- _Direction 1_
Copy out the parliamentary exchange on points of order word for word, from start to finish.

***** Extract provided

On a point of order. When the Closure was previously moved on this debate my hon. Friend the Member for Bury St. Edmunds (Mr. Eldon Griffiths) had just made an extremely interesting speech about E.L.D.O. and the Minister had got to his feet to reply. Are we not to hear his reply? It is all very well for you, Mr. Deputy Speaker, to say that someone may catch the eye of the occupant of the Chair. It may be that the Patronage Secretary will do that. He is very large but not very handsome. I could catch your eye, so could he, and if the latter were to happen our rights would be seriously curtailed.

Mr. Deputy Speaker

Order. These matters are purely hypothetical, and I call Mr. Nial MacDermot.

Mr. Eldon Griffiths

On a point of order. I made a series of very serious charges against the Government. I asked that the grievances which I put forward should be answered before we voted Supply. Surely it is in the interests of the Government themselves to seek an opportunity to reply to the charges that I made? If they do not we will be left with the prosecution's case, and not hear the case for the defence. It cannot be in the interests of the House to permit that.

Mr. Deputy Speaker

That is not a point of order for the Chair. We must allow the Government to answer.

Mr. MacDermot

Unfortunately, the hon. Member for Bury St. Edmunds (Mr. Eldon Griffiths) could not interest enough of his hon. Friends to listen to what he had to say at 3.15 the other morning. I was here and I heard him. There was no closure. The hon. Member for Stroud (Mr. Kershaw) has slipped up. There was no Closure. The hon. Gentleman was not here. Most of his hon. Friends were not here either, and so the poor hon. Gentleman—

Mr. Eldon Griffiths

I think the hon. and learned Gentleman will be anxious to acknowledge that it was the Minister who failed to hold the House.

Mr. MacDermot

The Minister was here, and if only there had been enough of the hon. Gentleman's hon. Friends here to listen to him the hon. Gentleman would have been able to hear everything that the Minister had to say.

**********

- _Direction 2_
List every line of the records below that contains the string "riverbank", matching case exactly.

***** Records for the task

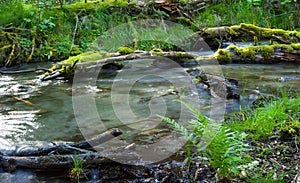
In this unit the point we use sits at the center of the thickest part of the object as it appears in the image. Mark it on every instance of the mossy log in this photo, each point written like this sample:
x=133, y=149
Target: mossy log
x=263, y=54
x=248, y=32
x=232, y=54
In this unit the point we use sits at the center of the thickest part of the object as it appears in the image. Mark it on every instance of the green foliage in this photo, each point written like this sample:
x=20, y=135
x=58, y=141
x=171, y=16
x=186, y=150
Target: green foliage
x=125, y=50
x=12, y=12
x=78, y=169
x=226, y=151
x=267, y=119
x=283, y=15
x=223, y=56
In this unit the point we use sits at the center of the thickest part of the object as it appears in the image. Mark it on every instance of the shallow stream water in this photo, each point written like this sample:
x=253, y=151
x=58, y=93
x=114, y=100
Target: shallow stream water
x=35, y=113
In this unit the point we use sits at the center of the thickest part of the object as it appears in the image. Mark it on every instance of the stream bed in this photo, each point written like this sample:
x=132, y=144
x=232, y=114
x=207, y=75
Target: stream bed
x=35, y=113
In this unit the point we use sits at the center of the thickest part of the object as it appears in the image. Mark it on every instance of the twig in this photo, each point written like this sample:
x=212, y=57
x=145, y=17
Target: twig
x=24, y=71
x=74, y=33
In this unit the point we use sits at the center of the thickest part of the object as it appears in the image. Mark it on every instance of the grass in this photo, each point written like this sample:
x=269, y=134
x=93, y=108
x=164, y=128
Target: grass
x=268, y=119
x=78, y=169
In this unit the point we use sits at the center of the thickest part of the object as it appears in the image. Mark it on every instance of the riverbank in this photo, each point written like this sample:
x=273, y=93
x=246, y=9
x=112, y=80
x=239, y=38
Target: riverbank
x=33, y=32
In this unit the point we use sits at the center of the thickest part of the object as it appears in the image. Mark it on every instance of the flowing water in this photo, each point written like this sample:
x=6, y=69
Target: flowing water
x=34, y=113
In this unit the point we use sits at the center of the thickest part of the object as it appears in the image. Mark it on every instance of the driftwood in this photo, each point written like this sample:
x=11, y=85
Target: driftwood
x=67, y=148
x=10, y=163
x=24, y=71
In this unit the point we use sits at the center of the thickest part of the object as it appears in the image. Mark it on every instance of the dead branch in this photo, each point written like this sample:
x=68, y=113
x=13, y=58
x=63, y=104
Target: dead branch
x=70, y=147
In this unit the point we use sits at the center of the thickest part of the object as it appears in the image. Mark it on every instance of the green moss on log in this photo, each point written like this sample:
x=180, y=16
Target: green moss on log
x=125, y=50
x=87, y=57
x=292, y=36
x=223, y=56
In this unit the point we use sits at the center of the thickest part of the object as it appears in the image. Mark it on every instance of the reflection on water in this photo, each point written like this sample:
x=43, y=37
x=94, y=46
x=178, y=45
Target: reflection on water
x=34, y=111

**********

- _Correct answer 1_
On a point of order. When the Closure was previously moved on this debate my hon. Friend the Member for Bury St. Edmunds (Mr. Eldon Griffiths) had just made an extremely interesting speech about E.L.D.O. and the Minister had got to his feet to reply. Are we not to hear his reply? It is all very well for you, Mr. Deputy Speaker, to say that someone may catch the eye of the occupant of the Chair. It may be that the Patronage Secretary will do that. He is very large but not very handsome. I could catch your eye, so could he, and if the latter were to happen our rights would be seriously curtailed.

Mr. Deputy Speaker

Order. These matters are purely hypothetical, and I call Mr. Nial MacDermot.

Mr. Eldon Griffiths

On a point of order. I made a series of very serious charges against the Government. I asked that the grievances which I put forward should be answered before we voted Supply. Surely it is in the interests of the Government themselves to seek an opportunity to reply to the charges that I made? If they do not we will be left with the prosecution's case, and not hear the case for the defence. It cannot be in the interests of the House to permit that.

Mr. Deputy Speaker

That is not a point of order for the Chair. We must allow the Government to answer.

Mr. MacDermot

Unfortunately, the hon. Member for Bury St. Edmunds (Mr. Eldon Griffiths) could not interest enough of his hon. Friends to listen to what he had to say at 3.15 the other morning. I was here and I heard him. There was no closure. The hon. Member for Stroud (Mr. Kershaw) has slipped up. There was no Closure. The hon. Gentleman was not here. Most of his hon. Friends were not here either, and so the poor hon. Gentleman—

Mr. Eldon Griffiths

I think the hon. and learned Gentleman will be anxious to acknowledge that it was the Minister who failed to hold the House.

Mr. MacDermot

The Minister was here, and if only there had been enough of the hon. Gentleman's hon. Friends here to listen to him the hon. Gentleman would have been able to hear everything that the Minister had to say.

- _Correct answer 2_
In this unit the point we use sits at the center of the thickest part of the object as it appears in the image. Mark it on every instance of the riverbank in this photo, each point written like this sample:
Target: riverbank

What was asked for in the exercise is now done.